[Source records]
*** Begin section ***
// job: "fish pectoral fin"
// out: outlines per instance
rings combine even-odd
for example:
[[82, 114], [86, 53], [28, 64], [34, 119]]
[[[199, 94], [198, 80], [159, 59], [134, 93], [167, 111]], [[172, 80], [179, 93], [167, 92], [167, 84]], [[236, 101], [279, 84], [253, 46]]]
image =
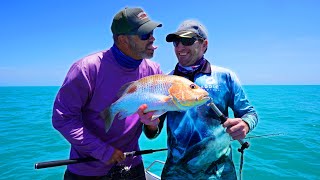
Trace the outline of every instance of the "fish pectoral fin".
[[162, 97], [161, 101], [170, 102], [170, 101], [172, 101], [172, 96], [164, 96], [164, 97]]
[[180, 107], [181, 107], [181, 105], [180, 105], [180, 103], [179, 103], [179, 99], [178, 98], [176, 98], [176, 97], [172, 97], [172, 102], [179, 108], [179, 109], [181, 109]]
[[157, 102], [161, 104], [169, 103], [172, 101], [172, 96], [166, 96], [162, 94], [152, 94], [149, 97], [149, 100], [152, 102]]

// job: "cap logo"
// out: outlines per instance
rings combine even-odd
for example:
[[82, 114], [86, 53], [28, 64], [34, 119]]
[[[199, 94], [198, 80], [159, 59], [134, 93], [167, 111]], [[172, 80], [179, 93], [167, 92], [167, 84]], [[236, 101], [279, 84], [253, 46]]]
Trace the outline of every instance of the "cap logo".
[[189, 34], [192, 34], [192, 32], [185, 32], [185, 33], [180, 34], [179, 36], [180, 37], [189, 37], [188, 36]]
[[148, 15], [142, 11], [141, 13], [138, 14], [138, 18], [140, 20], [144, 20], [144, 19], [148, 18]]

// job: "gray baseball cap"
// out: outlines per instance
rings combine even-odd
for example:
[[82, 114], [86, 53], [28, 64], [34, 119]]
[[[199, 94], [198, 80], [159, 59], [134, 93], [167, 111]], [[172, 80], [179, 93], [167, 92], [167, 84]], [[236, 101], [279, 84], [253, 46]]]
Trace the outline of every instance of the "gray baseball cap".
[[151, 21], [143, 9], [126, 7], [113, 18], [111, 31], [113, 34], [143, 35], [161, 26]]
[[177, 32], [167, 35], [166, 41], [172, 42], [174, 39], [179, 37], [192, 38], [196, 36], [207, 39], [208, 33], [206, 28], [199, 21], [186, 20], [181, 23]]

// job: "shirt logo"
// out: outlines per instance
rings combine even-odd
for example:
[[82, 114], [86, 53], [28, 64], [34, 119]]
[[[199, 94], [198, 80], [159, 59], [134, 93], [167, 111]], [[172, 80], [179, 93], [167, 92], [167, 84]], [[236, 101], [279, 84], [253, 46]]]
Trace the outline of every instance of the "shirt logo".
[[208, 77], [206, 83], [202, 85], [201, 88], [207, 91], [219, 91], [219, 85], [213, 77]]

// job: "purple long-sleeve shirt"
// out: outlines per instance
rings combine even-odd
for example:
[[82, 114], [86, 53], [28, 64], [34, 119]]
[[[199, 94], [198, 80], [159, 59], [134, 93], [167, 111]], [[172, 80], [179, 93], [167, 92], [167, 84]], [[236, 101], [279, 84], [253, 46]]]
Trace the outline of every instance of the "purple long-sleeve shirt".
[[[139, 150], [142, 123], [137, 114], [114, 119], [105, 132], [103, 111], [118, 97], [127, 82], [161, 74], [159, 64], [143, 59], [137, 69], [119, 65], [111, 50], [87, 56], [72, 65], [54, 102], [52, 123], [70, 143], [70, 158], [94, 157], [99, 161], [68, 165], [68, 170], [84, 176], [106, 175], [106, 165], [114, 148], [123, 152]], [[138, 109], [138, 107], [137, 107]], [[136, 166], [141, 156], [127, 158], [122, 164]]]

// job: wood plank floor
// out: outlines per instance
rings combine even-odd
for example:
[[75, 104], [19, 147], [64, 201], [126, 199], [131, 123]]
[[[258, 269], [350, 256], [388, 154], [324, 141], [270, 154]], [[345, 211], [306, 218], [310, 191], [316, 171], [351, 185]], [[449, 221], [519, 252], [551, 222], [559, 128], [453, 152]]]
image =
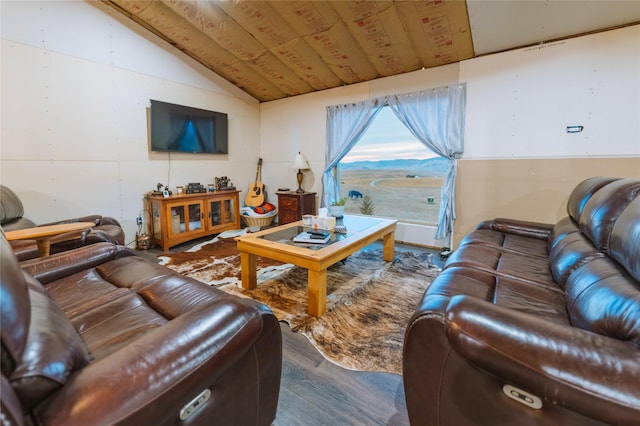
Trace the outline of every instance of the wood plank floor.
*** End section ***
## Directions for this task
Give the data again exactly as written, with all pictures left out.

## Response for this exercise
// job: "fish pectoral fin"
// out: outlines per instance
rings combine even-odd
for example:
[[82, 114], [86, 53], [28, 64], [34, 119]]
[[[199, 94], [198, 80], [159, 59], [134, 93], [167, 111]], [[172, 80], [179, 93], [167, 92], [167, 84]], [[236, 101], [279, 84], [253, 46]]]
image =
Trace the outline of every instance of the "fish pectoral fin".
[[162, 97], [161, 101], [170, 102], [170, 101], [172, 101], [172, 96], [164, 96], [164, 97]]
[[180, 107], [181, 107], [181, 105], [180, 105], [180, 103], [179, 103], [179, 99], [178, 98], [176, 98], [176, 97], [172, 97], [172, 102], [179, 108], [179, 109], [181, 109]]
[[157, 102], [161, 104], [169, 103], [172, 101], [172, 96], [166, 96], [162, 94], [152, 94], [149, 97], [149, 100], [152, 102]]

// job: "cap logo"
// out: outlines per instance
rings combine even-odd
for example:
[[82, 114], [86, 53], [28, 64], [34, 119]]
[[[199, 94], [198, 80], [159, 59], [134, 93], [167, 111]], [[172, 80], [179, 93], [167, 92], [167, 84]], [[236, 101], [279, 84], [253, 46]]]
Trace the outline of every instance of the "cap logo".
[[189, 34], [192, 34], [192, 32], [185, 32], [185, 33], [180, 34], [179, 36], [180, 37], [189, 37], [188, 36]]
[[148, 15], [142, 11], [141, 13], [138, 14], [138, 18], [140, 20], [144, 20], [144, 19], [148, 18]]

// job: "gray baseball cap"
// out: outlines per instance
rings combine even-odd
for example:
[[82, 114], [86, 53], [28, 64], [34, 119]]
[[[199, 94], [198, 80], [159, 59], [134, 93], [167, 111]], [[172, 80], [179, 93], [167, 92], [167, 84]], [[236, 101], [279, 84], [253, 46]]]
Trace the outline of every instance of the "gray baseball cap".
[[151, 21], [143, 9], [126, 7], [113, 18], [111, 31], [113, 34], [143, 35], [161, 26]]
[[177, 32], [167, 35], [166, 41], [172, 42], [174, 39], [179, 37], [192, 38], [196, 36], [207, 39], [208, 33], [206, 28], [199, 21], [186, 20], [181, 23]]

// job: "shirt logo"
// out: outlines per instance
rings combine even-odd
for example:
[[82, 114], [86, 53], [28, 64], [34, 119]]
[[[199, 94], [198, 80], [159, 59], [134, 93], [167, 111]], [[172, 80], [179, 93], [167, 92], [167, 84]], [[236, 101], [279, 84], [253, 46]]]
Trace the outline of every instance of the "shirt logo".
[[208, 77], [206, 83], [202, 85], [201, 88], [207, 91], [219, 91], [219, 85], [213, 77]]

// job: "purple long-sleeve shirt"
// out: outlines per instance
rings combine even-odd
for example:
[[82, 114], [86, 53], [28, 64], [34, 119]]
[[[199, 94], [198, 80], [159, 59], [134, 93], [167, 111]], [[172, 80], [179, 93], [167, 92], [167, 84]], [[236, 101], [279, 84], [253, 46]]]
Trace the outline of every instance of the "purple long-sleeve shirt".
[[[139, 150], [142, 123], [137, 114], [114, 119], [105, 132], [103, 111], [118, 97], [127, 82], [161, 74], [159, 64], [143, 59], [137, 69], [119, 65], [111, 50], [87, 56], [72, 65], [54, 102], [52, 123], [70, 143], [70, 158], [94, 157], [99, 161], [68, 165], [68, 170], [84, 176], [106, 175], [106, 165], [114, 148], [123, 152]], [[138, 109], [138, 107], [137, 107]], [[136, 166], [141, 156], [127, 158], [122, 164]]]

// job: wood plank floor
// out: outlines per instance
rings combine even-odd
for example:
[[75, 104], [19, 147], [64, 201], [126, 199], [131, 123]]
[[[258, 269], [350, 256], [388, 154], [324, 141], [270, 154]], [[345, 211], [306, 218], [310, 191], [316, 171], [351, 185]], [[449, 221], [519, 252], [551, 222], [559, 128], [453, 152]]]
image =
Trace the outline of every instance of the wood plank floor.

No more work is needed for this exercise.